◆ **TEXT**:
Today there is no such thing as Job Security. Instead, ask how you can create Income Security.
I participate regularly on a panel at the Air Force Academy for veterans transitioning from active duty to the civilian workforce. On the day before my panel, participants are taught how to write a resume and how to network as a way to improve their odds of getting hired by an employer.
When I arrive at the end of day two for my piece of the program, I always look around the room at the many flip charts taped to the wall by previous presenters. One of those flip charts lists what the participants are most excited about in a post-active duty career and what they fear the most. Always near the top of the list of fears is “job security.”
When it is my turn to speak, my goal is to completely change the narrative. To make my point stand out and be memorable, I use a bit of mystery. I place a white ribbon across the table that separates my end of the table from the other panel members.
When it is my turn for introductions, I point to the ribbon and say, “The ribbon represents the difference between the far end of the table where the panelist’s role is to help you get a job, while my end is about creating a job(s).”
I then add that “Being an employee should be the last resort for income, not your first.”
Being a counter-argument to everything they have heard so far, many participants are caught a bit off guard by the statement.
I then add that “While you were on active duty, the civilian job market has changed dramatically, and the old rules that applied to employment are no longer valid.”
I share that “The narrative has changed from job security to that of income security” as I launch into how entrepreneurship or being self-employed is about income security.
According to a 2016 report, today’s jobs are no longer very secure.
In fact, if you compare the numbers of companies that made up the Fortune 500 companies in 1955 with those today, which covers a span of 60 years, only 60 or 12% of the firms from 1955 are still on the list. In fact, the pace of Fortune 500 companies departing the list is accelerating at an ever more rapid pace in recent years.

◆ **GIVEN INFORMATION**:

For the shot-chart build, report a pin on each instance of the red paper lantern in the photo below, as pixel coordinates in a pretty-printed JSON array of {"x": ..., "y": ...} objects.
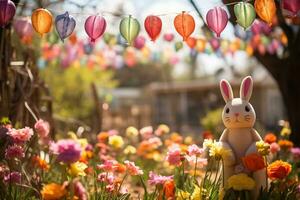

◆ **PARTS OF THE EXERCISE**:
a) In the text on job security, what share of the firms on the 1955 Fortune 500 list are still on it today?
b) Please explain why the speaker in the text on job security places a white ribbon across the panel table.

◆ **FULL SOLUTIONS**:
a) Only 60 firms, or 12%, remain on the list.

b) The speaker uses the ribbon to add a bit of mystery so the point stands out and is memorable. It marks the difference between the far end of the table, where panelists help participants get a job, and the speaker's end, which is about creating jobs.